> **SET EXERCISE**
Copy out every line exactly as given.
•••
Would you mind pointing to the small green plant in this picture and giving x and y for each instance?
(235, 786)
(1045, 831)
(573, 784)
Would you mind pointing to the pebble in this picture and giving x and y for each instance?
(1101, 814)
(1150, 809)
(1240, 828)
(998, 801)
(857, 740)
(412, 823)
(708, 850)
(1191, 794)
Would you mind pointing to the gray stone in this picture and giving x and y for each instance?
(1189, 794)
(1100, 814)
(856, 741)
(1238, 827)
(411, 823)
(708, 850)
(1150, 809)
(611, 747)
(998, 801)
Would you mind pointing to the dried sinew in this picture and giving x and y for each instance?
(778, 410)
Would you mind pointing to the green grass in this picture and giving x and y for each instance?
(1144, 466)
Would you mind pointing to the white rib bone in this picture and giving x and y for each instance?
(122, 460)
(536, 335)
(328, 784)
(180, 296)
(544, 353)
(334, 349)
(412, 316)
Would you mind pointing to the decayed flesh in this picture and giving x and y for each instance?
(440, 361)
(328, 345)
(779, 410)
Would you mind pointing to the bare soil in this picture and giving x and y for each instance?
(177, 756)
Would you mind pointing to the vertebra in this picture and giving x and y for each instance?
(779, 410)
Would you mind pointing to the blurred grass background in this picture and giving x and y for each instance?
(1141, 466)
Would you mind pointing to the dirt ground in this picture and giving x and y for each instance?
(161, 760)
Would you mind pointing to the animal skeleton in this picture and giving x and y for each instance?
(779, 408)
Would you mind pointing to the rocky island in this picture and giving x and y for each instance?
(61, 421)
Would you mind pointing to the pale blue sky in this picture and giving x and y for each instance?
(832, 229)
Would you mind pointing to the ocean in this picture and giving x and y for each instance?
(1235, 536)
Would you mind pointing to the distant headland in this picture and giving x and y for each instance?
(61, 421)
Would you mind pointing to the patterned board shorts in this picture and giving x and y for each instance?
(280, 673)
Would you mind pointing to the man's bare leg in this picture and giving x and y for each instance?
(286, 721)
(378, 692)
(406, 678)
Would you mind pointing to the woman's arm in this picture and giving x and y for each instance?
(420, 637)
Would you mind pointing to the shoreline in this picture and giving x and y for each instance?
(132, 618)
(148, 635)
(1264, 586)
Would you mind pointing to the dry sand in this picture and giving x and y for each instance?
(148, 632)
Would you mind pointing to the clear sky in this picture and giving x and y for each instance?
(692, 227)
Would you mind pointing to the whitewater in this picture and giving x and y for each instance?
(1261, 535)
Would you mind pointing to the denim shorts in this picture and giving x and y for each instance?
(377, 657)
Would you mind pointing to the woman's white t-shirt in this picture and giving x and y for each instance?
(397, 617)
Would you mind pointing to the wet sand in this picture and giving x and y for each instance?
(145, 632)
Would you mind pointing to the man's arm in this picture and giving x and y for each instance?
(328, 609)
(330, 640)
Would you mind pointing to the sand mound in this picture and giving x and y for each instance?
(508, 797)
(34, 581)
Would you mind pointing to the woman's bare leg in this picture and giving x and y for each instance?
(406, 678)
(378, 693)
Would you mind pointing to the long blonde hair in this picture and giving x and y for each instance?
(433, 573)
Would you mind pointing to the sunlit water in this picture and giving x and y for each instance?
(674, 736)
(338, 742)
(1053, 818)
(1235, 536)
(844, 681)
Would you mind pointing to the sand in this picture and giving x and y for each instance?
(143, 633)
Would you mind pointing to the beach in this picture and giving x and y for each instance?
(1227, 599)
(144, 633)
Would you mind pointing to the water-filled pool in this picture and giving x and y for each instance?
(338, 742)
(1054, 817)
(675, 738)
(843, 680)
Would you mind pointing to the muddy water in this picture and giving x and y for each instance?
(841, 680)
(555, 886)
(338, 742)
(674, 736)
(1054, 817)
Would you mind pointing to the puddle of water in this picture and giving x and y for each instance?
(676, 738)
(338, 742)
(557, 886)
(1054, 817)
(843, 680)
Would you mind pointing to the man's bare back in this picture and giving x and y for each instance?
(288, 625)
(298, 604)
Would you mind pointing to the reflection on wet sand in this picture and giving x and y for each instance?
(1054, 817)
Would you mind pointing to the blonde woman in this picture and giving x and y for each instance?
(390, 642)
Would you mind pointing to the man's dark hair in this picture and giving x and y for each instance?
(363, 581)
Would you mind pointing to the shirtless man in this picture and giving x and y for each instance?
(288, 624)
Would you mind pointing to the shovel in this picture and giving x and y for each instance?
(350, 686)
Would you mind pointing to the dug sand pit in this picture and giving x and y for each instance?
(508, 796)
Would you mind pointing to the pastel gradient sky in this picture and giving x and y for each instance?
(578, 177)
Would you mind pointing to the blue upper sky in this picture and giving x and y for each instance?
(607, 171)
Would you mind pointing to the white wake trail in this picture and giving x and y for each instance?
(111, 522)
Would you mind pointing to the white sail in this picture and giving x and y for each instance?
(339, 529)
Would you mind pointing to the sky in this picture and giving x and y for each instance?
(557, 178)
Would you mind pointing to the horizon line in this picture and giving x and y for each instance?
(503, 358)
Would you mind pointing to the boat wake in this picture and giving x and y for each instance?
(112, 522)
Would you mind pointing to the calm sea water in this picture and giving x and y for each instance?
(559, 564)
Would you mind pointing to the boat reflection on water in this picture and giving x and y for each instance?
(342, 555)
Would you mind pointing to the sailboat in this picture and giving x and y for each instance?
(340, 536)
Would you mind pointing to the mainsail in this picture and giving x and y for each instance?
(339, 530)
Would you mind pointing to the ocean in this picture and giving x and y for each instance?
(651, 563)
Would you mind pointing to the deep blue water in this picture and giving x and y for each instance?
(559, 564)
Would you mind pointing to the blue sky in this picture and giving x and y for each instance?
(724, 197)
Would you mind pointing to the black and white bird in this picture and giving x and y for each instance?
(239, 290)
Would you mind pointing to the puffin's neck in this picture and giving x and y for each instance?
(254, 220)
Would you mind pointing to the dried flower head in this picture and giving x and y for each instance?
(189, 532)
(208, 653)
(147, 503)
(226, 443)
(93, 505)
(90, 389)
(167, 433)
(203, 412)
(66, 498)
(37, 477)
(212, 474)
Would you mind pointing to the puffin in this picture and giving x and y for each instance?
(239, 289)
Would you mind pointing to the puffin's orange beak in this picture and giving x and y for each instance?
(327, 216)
•••
> **OUTPUT BELOW**
Would you mind pointing to the small green plant in this picture and giving x and y for each instance?
(235, 786)
(1045, 831)
(573, 784)
Would you mind pointing to the pebble in this picture and giving x and y for each instance?
(1101, 814)
(1150, 809)
(1240, 828)
(998, 801)
(857, 740)
(412, 823)
(708, 850)
(1191, 794)
Would you mind pointing to the gray stone in this picture and giving x and y for each instance?
(1189, 794)
(1100, 814)
(856, 741)
(1238, 827)
(411, 823)
(708, 850)
(1150, 809)
(611, 747)
(998, 801)
Would you mind pointing to the dried sinew in this picture and giving x and y for each instance?
(778, 410)
Would you mind pointing to the green grass in this picture and giving x and y for each instance?
(1144, 466)
Would you mind pointing to the white rib bone in this picture and giving x and y for each instance?
(122, 460)
(536, 335)
(328, 784)
(180, 296)
(544, 353)
(334, 349)
(412, 316)
Would you mind pointing to the decayed flesh in this picture and giving x and y for each instance?
(440, 361)
(328, 345)
(779, 410)
Would you mind pointing to the bare soil in this picture and giving x and y for each instance?
(177, 756)
Would you mind pointing to the vertebra in this picture and giving x and y for each instance?
(779, 410)
Would you mind pointing to the blurred grass background in this picture and giving x and y for each instance?
(1141, 466)
Would you mind pointing to the dirt ground in this picture and giving x and y for each instance?
(161, 760)
Would you mind pointing to the animal skeleton in this picture and giving x and y for each instance?
(779, 408)
Would you mind pointing to the rocky island in this picture and giving x and y for each instance?
(61, 421)
Would you mind pointing to the pale blue sky in this picture and giving x and y for each instance?
(832, 229)
Would you mind pointing to the ocean in this picture and giving x and y for each instance?
(1235, 536)
Would you mind pointing to the distant headland in this picture and giving x and y for each instance?
(61, 421)
Would you mind pointing to the patterned board shorts in this picture and giving x and y for each instance?
(280, 673)
Would you mind pointing to the man's bare leg in this picture and giving x and y for each instance?
(286, 721)
(378, 692)
(406, 678)
Would you mind pointing to the woman's arm in this picture and giving x and y for each instance?
(420, 637)
Would you mind pointing to the shoreline in this picture and giving x and y for each instance?
(132, 618)
(148, 635)
(1264, 586)
Would you mind pointing to the dry sand in this picture and giving x and y for each instance?
(148, 632)
Would you mind pointing to the clear sky in this picture and giving x and y for each instance?
(692, 227)
Would you mind pointing to the whitewater in this picture and giving x and y for each instance?
(1261, 535)
Would you mind pointing to the denim shorts in this picture and giving x and y for each instance?
(377, 657)
Would you mind pointing to the woman's white t-shirt in this picture and giving x and y for each instance?
(397, 617)
Would you mind pointing to the wet sand in this picture and giving x and y for each instance?
(145, 632)
Would you mind pointing to the man's arm in this picture and giving x and y for each instance?
(328, 609)
(330, 640)
Would you mind pointing to the sand mound in this picture and giving x and y for each instance?
(508, 797)
(34, 581)
Would you mind pointing to the woman's bare leg in this picture and giving x and y for each instance?
(406, 678)
(378, 693)
Would you mind pointing to the long blonde hair in this picture and giving x and y for each instance?
(433, 573)
Would you mind pointing to the sunlit water in this picture and giving x and y for each instance?
(674, 736)
(338, 742)
(1053, 818)
(1235, 536)
(844, 681)
Would you mind pointing to the sand in this picture and giving x and y for each instance?
(143, 633)
Would you mind pointing to the beach in this picture and giving x and y for each instance?
(1227, 599)
(144, 633)
Would you mind pointing to the water-filled pool in this picture and giving x and y for each instance?
(338, 742)
(1054, 817)
(675, 738)
(843, 680)
Would you mind pointing to the muddy water in this picture and giving x and y for each instance?
(841, 680)
(555, 886)
(338, 742)
(674, 736)
(1054, 817)
Would you mind pointing to the puddle of water in this picture and giving x and y for each instance?
(676, 738)
(338, 742)
(557, 886)
(1054, 817)
(843, 680)
Would you mind pointing to the man's bare back in this picture and giving x and y for each instance?
(288, 625)
(298, 604)
Would you mind pointing to the reflection on wet sand in this picture and giving x and y for each instance?
(1054, 817)
Would you mind pointing to the blonde woman in this picture and giving x and y for each instance?
(390, 642)
Would you mind pointing to the man's dark hair in this picture and giving x and y for each instance?
(363, 581)
Would you mind pointing to the shirtless man in this picture and giving x and y for each instance?
(288, 624)
Would you mind pointing to the shovel in this picture and giving x and y for each instance?
(350, 686)
Would you mind pointing to the dug sand pit in this picture and giving x and y for each instance?
(508, 796)
Would you mind pointing to the pastel gradient sky in this picture and giving x and y for each instance?
(578, 177)
Would you mind pointing to the blue upper sky in this picture and giving x and y for each instance?
(607, 171)
Would you mind pointing to the white wake trail in this picture and giving x and y for each instance?
(111, 522)
Would you mind pointing to the white sail in this picture and giving x and y for each instance?
(339, 529)
Would you mind pointing to the sky in this picture and giving x and y for each instance?
(557, 178)
Would you mind pointing to the horizon line in this picture and giving x and y for each instance?
(503, 358)
Would you mind pointing to the boat wake in this picture and giving x and y for each instance?
(112, 522)
Would you mind pointing to the calm sea water in this picture and giving x and y for each instance?
(559, 564)
Would you mind pointing to the boat reflection on water in this picture and giving x and y for each instance?
(342, 555)
Would you mind pointing to the sailboat in this picture and giving x and y for each instance?
(340, 536)
Would you mind pointing to the mainsail in this picture and giving x and y for each instance?
(339, 530)
Would you mind pointing to the ocean in this picture and giving x and y for each instance?
(651, 563)
Would you mind pointing to the deep blue water in this picture and giving x and y for each instance?
(559, 564)
Would you mind pointing to the blue sky in this picture and giving x and y for each instance?
(724, 197)
Would you mind pointing to the black and white bird in this picture and giving x and y for each instance?
(239, 290)
Would you mind pointing to the puffin's neck in this picture and giving x and y for each instance?
(254, 220)
Would you mind pointing to the dried flower head in this picture and giving x and y for each instance?
(189, 532)
(208, 653)
(147, 503)
(226, 443)
(93, 505)
(90, 389)
(167, 433)
(203, 412)
(66, 498)
(37, 477)
(212, 474)
Would you mind pointing to the puffin in this picture and giving x and y for each instance?
(239, 289)
Would you mind pointing to the puffin's orange beak in this picture and giving x and y for each instance?
(327, 216)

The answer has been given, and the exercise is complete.